Exercise instructions:
a. From the analyzer guide, list every result file path shown in the file selection interface.
b. Rewrite the analyzer guide passage starting at "results/result_model1_2026-03-03_14-30-45.json" and ending at "file for analysis.", substituting "Return" for "Enter".
c. Answer these questions using the analyzer guide:
(i) What command runs the analyzer?
(ii) Which tool does the analyzer use to provide the interactive file selection interface?
(iii) What are used to navigate the list of result files?

Text segment:
>>

Skip to main content

Running the Analyzer

The analyze command provides comprehensive analysis of benchmark results:
uv run analyze

Interactive File Selection

When you run the analyzer, it uses questionary to provide an interactive file selection interface:
? Which file do you want to get stats about?
  results/result_model1_2026-03-03_14-30-45.json
> results/result_model2_2026-03-03_15-22-10.json
  results/result_model3_2026-03-03_16-45-33.json
Use arrow keys to navigate and press Enter to select a result file for analysis.

<<

Records:

>>

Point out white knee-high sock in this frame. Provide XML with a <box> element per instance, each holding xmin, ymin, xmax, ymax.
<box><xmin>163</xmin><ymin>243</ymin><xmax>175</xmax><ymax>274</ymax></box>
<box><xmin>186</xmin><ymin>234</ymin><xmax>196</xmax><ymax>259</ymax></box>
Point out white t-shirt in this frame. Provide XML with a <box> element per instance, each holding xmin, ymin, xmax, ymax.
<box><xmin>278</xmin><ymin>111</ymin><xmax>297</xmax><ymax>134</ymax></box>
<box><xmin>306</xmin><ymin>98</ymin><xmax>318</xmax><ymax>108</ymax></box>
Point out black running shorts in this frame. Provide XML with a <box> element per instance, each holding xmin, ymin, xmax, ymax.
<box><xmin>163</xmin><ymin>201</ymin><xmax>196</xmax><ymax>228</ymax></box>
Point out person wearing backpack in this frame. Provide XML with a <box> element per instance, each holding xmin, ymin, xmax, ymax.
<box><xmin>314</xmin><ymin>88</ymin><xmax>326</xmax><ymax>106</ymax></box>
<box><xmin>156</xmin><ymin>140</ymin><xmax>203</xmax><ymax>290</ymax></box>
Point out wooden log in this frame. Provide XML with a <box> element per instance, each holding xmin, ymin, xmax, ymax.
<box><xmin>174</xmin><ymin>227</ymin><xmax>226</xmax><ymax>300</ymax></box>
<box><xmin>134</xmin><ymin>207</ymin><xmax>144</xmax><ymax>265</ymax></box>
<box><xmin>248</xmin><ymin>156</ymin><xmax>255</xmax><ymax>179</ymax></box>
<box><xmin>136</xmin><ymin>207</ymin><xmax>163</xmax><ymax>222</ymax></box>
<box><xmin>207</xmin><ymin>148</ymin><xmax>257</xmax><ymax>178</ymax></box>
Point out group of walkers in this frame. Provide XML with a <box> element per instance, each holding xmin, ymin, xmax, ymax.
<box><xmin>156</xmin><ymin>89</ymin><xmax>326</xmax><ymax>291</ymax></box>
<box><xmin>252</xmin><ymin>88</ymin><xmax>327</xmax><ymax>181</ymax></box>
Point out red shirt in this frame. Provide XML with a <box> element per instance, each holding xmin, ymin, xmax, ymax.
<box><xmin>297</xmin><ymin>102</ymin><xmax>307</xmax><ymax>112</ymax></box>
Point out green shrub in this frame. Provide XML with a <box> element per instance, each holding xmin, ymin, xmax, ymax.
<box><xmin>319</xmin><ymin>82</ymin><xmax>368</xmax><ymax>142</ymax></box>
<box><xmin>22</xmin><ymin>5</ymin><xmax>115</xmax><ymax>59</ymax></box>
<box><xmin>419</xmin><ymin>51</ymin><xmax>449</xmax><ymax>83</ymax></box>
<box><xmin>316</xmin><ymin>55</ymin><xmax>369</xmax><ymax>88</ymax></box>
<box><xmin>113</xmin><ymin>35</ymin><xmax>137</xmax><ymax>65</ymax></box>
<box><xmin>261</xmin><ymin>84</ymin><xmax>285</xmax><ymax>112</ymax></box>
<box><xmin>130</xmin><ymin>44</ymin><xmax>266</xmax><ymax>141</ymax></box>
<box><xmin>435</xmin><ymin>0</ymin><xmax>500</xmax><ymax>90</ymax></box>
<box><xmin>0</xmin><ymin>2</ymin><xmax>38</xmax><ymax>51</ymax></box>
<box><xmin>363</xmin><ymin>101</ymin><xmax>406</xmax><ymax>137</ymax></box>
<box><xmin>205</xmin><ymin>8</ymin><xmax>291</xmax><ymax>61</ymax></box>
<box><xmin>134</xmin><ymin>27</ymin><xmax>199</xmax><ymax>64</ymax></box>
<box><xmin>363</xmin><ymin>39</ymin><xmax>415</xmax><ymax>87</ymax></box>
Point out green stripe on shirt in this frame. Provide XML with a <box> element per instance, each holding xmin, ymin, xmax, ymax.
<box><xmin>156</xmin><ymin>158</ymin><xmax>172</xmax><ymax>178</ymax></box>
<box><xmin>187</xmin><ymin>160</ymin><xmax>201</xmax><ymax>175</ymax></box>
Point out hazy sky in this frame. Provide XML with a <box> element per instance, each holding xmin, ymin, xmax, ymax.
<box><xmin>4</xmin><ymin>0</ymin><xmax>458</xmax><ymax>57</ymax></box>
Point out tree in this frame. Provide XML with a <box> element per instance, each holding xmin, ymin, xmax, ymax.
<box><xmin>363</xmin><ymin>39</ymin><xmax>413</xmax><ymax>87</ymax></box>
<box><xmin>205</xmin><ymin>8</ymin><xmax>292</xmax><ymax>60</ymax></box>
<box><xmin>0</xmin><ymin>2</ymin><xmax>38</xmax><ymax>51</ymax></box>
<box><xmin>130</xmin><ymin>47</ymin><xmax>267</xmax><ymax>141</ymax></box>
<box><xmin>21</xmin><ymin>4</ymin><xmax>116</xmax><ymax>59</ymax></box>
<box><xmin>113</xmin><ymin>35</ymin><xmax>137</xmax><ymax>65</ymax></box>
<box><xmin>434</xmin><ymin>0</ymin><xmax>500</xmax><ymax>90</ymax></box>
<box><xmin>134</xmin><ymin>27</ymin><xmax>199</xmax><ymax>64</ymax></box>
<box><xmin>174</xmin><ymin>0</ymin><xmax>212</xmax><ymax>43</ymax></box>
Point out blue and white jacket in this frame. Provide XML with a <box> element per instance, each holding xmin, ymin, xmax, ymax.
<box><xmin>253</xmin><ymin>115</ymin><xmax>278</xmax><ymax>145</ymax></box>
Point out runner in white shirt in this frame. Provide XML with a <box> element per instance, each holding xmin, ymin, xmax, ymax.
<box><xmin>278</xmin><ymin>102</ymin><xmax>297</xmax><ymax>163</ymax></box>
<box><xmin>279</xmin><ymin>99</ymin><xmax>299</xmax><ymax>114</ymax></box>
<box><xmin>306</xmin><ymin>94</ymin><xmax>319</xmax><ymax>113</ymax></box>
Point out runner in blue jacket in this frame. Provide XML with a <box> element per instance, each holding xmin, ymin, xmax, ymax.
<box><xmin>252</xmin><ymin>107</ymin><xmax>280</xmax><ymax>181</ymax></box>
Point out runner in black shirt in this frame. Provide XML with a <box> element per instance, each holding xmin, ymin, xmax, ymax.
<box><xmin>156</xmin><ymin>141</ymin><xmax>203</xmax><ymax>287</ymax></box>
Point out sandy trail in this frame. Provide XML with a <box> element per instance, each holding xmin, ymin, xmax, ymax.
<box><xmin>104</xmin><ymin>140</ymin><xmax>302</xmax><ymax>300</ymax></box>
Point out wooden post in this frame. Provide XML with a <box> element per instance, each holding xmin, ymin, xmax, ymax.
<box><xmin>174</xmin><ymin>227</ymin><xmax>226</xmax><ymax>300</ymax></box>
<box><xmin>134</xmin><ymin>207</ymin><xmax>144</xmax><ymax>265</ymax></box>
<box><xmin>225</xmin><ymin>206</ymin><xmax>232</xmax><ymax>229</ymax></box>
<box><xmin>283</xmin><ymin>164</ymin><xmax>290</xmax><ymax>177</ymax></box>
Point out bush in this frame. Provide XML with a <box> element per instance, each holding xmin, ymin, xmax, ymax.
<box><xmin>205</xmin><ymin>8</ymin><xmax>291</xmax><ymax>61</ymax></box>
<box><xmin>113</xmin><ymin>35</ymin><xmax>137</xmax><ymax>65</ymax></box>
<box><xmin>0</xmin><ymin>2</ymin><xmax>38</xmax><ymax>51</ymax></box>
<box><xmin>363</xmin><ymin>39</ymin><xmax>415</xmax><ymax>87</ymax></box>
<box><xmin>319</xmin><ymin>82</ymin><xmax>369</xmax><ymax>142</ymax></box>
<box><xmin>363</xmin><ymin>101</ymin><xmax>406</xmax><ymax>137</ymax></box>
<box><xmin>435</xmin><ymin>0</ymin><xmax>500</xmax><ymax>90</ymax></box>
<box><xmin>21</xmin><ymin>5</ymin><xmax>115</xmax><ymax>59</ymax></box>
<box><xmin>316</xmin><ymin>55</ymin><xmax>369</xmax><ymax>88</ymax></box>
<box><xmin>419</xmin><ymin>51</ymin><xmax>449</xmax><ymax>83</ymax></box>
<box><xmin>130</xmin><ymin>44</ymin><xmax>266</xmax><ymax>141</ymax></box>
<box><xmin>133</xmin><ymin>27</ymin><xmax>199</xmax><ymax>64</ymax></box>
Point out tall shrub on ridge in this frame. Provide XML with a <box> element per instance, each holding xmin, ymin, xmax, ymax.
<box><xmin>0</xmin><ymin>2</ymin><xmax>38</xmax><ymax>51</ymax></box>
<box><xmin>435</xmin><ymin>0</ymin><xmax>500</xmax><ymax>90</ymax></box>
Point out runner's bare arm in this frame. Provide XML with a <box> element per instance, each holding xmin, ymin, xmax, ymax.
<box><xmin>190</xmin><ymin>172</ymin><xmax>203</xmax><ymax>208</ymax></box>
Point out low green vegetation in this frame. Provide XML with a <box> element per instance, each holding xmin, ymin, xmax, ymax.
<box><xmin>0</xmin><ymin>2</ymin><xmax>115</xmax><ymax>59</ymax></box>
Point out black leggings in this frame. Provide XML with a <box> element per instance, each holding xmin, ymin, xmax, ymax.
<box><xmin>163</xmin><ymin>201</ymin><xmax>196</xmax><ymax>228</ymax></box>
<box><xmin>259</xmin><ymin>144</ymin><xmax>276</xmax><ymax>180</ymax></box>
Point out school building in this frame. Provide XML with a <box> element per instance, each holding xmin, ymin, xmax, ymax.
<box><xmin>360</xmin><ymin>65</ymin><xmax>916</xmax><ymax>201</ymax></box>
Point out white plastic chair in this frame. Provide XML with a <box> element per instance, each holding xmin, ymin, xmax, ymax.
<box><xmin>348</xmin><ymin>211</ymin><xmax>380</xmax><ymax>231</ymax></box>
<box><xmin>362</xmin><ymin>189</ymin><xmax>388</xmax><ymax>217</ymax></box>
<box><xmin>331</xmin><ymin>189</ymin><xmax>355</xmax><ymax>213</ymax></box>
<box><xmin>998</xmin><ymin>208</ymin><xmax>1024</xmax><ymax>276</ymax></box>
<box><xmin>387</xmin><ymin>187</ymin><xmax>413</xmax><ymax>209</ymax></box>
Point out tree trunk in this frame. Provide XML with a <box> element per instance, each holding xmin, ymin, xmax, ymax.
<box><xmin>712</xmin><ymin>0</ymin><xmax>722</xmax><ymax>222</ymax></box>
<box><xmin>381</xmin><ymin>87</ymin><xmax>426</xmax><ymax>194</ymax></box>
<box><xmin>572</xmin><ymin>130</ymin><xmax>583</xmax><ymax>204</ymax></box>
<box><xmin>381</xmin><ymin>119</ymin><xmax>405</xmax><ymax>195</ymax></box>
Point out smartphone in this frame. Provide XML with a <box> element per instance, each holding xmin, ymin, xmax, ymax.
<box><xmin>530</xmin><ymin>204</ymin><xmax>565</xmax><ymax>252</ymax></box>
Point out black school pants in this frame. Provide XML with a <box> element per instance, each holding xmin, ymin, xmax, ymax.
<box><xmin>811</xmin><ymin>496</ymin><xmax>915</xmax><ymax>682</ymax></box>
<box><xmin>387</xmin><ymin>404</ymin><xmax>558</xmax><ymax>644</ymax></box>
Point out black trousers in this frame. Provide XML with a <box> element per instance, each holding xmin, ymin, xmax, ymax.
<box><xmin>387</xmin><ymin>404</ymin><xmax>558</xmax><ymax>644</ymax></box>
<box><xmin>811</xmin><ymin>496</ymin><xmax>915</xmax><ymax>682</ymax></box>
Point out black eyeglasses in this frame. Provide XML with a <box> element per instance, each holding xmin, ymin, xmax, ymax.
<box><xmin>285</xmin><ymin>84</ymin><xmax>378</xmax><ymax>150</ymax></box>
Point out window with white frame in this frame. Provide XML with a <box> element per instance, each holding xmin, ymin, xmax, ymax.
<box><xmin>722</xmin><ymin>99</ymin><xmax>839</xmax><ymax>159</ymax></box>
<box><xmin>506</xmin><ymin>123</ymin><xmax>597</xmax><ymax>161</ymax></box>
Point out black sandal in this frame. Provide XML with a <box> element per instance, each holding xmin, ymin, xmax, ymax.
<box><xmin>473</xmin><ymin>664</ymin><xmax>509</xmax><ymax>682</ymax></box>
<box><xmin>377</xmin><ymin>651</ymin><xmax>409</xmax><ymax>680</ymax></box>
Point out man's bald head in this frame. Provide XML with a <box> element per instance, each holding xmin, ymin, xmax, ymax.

<<

Results for the exercise:
a.
results/result_model1_2026-03-03_14-30-45.json
results/result_model2_2026-03-03_15-22-10.json
results/result_model3_2026-03-03_16-45-33.json

b.
results/result_model1_2026-03-03_14-30-45.json
> results/result_model2_2026-03-03_15-22-10.json
  results/result_model3_2026-03-03_16-45-33.json
Use arrow keys to navigate and press Return to select a result file for analysis.

c.
(i) uv run analyze
(ii) questionary
(iii) Arrow keys